§ **Task statement**
Look for the word "cloud" in the data below, and copy every line that holds it.

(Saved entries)
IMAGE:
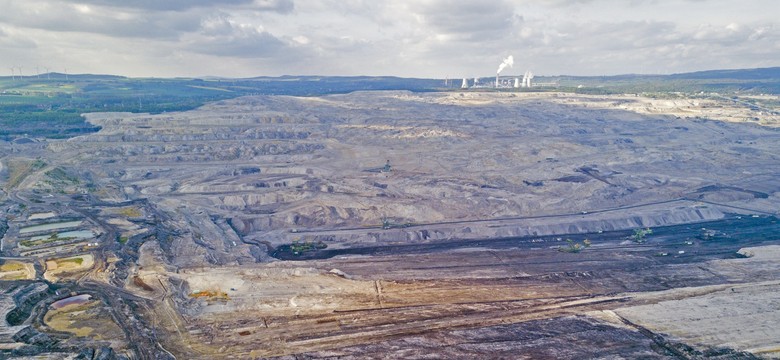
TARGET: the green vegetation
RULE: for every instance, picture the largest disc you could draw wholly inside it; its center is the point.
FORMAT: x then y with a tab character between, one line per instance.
51	107
574	247
640	235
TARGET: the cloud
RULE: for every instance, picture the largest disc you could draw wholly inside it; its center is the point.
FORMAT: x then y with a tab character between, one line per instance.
59	17
220	35
468	20
282	6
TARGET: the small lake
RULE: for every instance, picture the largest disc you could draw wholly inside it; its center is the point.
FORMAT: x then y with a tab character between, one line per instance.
73	300
79	234
51	226
41	216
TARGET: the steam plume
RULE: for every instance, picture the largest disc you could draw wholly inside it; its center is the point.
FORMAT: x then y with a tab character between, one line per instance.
509	61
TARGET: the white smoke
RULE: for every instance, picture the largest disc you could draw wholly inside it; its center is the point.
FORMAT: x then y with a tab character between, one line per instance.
509	61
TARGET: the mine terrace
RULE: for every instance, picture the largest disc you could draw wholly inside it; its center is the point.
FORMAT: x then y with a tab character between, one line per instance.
398	224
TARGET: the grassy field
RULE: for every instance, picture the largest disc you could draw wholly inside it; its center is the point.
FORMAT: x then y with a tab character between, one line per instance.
50	106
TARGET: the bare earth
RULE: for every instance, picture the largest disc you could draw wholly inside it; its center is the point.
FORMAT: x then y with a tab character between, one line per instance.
271	226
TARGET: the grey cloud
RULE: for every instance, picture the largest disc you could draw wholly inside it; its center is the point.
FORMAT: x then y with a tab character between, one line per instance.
283	6
220	36
469	20
67	18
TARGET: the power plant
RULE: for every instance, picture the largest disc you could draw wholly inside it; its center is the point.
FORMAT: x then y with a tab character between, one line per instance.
516	82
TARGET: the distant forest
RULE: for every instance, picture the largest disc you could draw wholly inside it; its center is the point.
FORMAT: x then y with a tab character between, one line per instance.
50	105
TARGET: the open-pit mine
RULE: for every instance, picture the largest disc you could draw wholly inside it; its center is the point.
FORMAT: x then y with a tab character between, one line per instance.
398	225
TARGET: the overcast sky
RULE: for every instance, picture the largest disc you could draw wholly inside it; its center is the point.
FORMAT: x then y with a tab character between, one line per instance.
424	38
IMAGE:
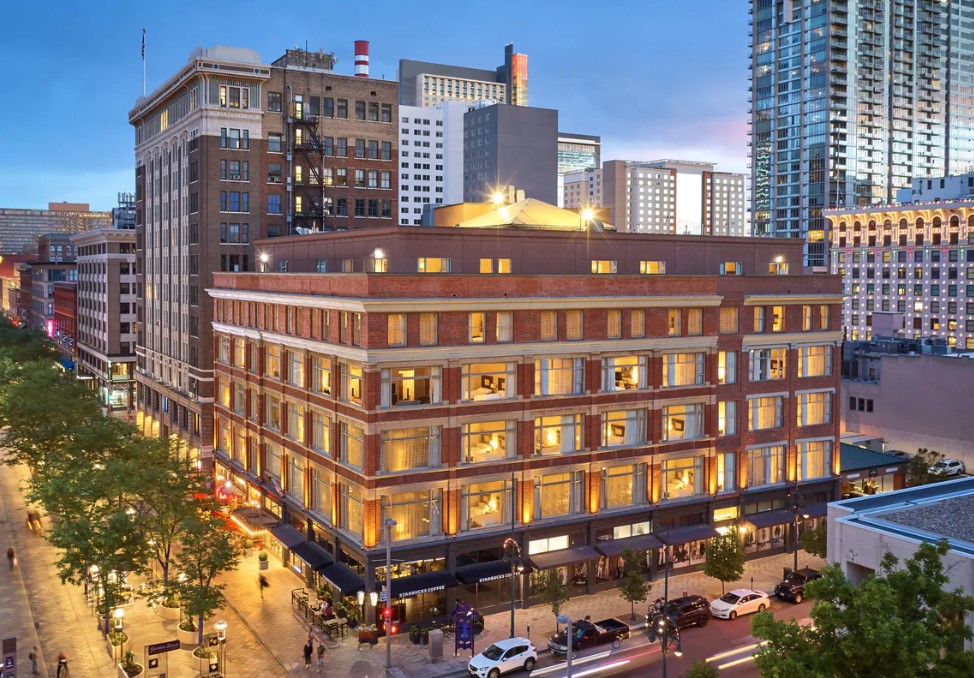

§ **Answer to this exercise**
TARGET: the cloud
TARGET: the grey cloud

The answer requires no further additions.